Short exercise 1 - In the forum thread about dust collection, which machines does Fred Hargis say would need more consideration if the tools were run outside?
Short exercise 2 - Write out the part of the dust collection thread that starts at the words "If you do any" and ends after "more stuff inside.".

Document segment -
>> begin
# Do I need dust col if...



## Daniel1381 (Mar 25, 2013)

I alway run all my saws out side my garage because I have a huge driveway .. I use dewalt shop vac hooked up to my machines I am running


----------



## Fred Hargis (Apr 28, 2012)

I'm big on having good DC...but I have to admit if I could move my stuff outside to run it, I might skip DC. The planer (and maybe jointer) would need some more consideration just due to the volume and type of shavings they produce (won't blow away quiet as easily), but for all the dust producers I'd just let it blow...unless I had neighbors close by.


----------



## Daniel1381 (Mar 25, 2013)

Ok... Just thought I could spend that dc money on more tools since I run mine outside ..


----------



## against_the_grain (Aug 15, 2010)

Daniel1381 said:


> Ok... Just thought I could spend that dc money on more tools since I run mine outside ..


If you do any sanding or create any significant dust whatsoever in your shop/garage , I would at a minimum invest in a shop vac and maybe a downdraft table.

Otherwise hold off on the DC until at which time you will be doing more stuff inside.

A DC system purchase shouldn't be made until you have a better idea of the requirements for your particular needs. Only then will you be able to make an informed purchase.
>> end
Data extract -
>> begin
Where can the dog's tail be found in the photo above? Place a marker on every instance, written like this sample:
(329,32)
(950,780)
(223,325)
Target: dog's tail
>> end
Complete output 1 - The planer and maybe the jointer.

Complete output 2 -
If you do any sanding or create any significant dust whatsoever in your shop/garage , I would at a minimum invest in a shop vac and maybe a downdraft table.

Otherwise hold off on the DC until at which time you will be doing more stuff inside.